Ändere bitte in den Zeilen von der Zeile mit „Query: green vegetation“ bis einschließlich zum Ende der Datensätze „sample“ zu „example“. Gib nur diese Zeilen wieder und lass alles andere unverändert.

- Annotationsdatensätze:

□ □ □ □

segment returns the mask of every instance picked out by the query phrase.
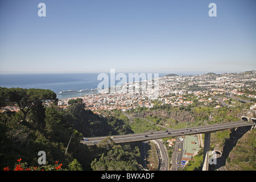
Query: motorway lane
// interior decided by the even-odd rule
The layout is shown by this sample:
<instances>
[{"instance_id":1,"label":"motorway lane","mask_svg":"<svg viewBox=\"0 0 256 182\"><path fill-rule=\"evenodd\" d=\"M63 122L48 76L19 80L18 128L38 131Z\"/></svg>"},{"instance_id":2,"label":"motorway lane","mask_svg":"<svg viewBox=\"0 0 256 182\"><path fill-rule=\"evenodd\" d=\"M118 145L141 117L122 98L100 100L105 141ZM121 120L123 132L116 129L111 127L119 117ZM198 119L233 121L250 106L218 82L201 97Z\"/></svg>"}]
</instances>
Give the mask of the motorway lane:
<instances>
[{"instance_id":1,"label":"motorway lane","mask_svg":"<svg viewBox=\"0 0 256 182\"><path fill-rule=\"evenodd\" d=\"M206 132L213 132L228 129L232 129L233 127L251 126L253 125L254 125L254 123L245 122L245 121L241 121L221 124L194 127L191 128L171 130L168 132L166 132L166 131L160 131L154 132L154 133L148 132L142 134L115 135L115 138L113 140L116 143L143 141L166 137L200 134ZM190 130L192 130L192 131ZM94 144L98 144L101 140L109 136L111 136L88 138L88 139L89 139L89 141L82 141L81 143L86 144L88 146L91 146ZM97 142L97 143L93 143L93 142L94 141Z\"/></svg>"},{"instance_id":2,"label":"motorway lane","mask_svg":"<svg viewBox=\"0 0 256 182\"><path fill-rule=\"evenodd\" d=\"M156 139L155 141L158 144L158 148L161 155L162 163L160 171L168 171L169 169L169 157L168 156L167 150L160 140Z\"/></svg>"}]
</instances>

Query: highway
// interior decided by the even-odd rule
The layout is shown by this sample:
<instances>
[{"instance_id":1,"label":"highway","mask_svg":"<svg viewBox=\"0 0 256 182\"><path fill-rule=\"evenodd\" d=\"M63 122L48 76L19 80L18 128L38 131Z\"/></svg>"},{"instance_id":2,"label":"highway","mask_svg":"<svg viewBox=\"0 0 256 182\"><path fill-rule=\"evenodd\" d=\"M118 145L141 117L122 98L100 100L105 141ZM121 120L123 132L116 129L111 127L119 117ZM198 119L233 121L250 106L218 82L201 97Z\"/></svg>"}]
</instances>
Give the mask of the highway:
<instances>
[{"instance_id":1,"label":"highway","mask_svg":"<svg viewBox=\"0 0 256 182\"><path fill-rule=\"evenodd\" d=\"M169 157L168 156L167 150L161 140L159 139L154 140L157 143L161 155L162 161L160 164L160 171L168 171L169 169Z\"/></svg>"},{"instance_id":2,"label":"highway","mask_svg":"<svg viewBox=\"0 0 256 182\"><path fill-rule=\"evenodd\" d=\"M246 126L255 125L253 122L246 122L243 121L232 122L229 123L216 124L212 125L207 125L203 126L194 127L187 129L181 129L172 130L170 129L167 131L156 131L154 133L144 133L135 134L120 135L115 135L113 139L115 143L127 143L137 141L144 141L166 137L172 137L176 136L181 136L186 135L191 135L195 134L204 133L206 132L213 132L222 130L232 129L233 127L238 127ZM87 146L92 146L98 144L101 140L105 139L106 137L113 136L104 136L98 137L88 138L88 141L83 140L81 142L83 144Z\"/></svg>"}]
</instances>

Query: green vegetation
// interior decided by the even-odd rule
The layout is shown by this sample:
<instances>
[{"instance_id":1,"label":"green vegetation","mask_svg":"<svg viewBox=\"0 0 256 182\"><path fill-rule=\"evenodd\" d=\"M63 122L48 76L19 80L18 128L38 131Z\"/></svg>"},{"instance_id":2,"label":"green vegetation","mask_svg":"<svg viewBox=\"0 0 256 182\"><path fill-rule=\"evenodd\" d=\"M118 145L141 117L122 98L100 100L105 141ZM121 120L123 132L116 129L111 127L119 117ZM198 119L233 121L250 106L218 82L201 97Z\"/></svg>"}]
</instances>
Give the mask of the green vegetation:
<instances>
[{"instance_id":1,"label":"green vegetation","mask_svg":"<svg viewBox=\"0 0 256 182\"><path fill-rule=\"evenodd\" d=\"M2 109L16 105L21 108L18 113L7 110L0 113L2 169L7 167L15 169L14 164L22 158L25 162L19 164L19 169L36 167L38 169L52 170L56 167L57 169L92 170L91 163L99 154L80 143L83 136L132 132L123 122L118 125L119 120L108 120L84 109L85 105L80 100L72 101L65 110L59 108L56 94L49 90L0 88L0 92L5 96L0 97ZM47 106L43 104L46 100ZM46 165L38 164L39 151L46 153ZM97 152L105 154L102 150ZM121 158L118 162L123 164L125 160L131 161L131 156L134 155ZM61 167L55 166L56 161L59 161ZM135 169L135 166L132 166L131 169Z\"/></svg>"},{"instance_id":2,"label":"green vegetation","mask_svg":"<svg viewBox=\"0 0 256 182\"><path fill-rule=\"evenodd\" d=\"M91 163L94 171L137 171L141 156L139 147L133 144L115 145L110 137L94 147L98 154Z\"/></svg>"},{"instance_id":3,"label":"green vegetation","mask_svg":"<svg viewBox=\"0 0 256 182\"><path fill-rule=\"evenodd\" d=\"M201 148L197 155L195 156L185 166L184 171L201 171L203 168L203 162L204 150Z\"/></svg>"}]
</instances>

□ □ □ □

- Lösung:
Query: green vegetation
// interior decided by the even-odd rule
The layout is shown by this example:
<instances>
[{"instance_id":1,"label":"green vegetation","mask_svg":"<svg viewBox=\"0 0 256 182\"><path fill-rule=\"evenodd\" d=\"M63 122L48 76L19 80L18 128L38 131Z\"/></svg>"},{"instance_id":2,"label":"green vegetation","mask_svg":"<svg viewBox=\"0 0 256 182\"><path fill-rule=\"evenodd\" d=\"M118 145L141 117L122 98L100 100L105 141ZM121 120L123 132L116 129L111 127L119 117ZM198 119L233 121L250 106L218 82L201 97Z\"/></svg>"}]
</instances>
Give the mask of the green vegetation:
<instances>
[{"instance_id":1,"label":"green vegetation","mask_svg":"<svg viewBox=\"0 0 256 182\"><path fill-rule=\"evenodd\" d=\"M2 109L16 105L21 108L18 113L7 110L0 113L2 169L7 167L15 169L14 164L22 158L25 162L19 164L19 169L36 167L38 169L52 170L56 167L57 169L92 170L91 163L99 154L80 143L83 136L132 132L123 122L118 125L119 120L108 120L84 109L85 105L80 100L72 101L65 110L59 108L56 94L49 90L0 88L0 92L5 96L0 97ZM47 106L43 104L46 100ZM46 165L38 164L39 151L46 153ZM97 152L105 154L102 150ZM121 158L118 162L123 164L125 160L131 161L131 156L134 155ZM61 167L55 166L56 161L59 161ZM135 169L135 166L132 166L131 169Z\"/></svg>"},{"instance_id":2,"label":"green vegetation","mask_svg":"<svg viewBox=\"0 0 256 182\"><path fill-rule=\"evenodd\" d=\"M91 163L94 171L137 171L141 156L139 147L133 144L115 145L110 137L94 147L98 154Z\"/></svg>"},{"instance_id":3,"label":"green vegetation","mask_svg":"<svg viewBox=\"0 0 256 182\"><path fill-rule=\"evenodd\" d=\"M201 148L197 155L195 156L185 166L184 171L201 171L203 168L203 162L204 150Z\"/></svg>"}]
</instances>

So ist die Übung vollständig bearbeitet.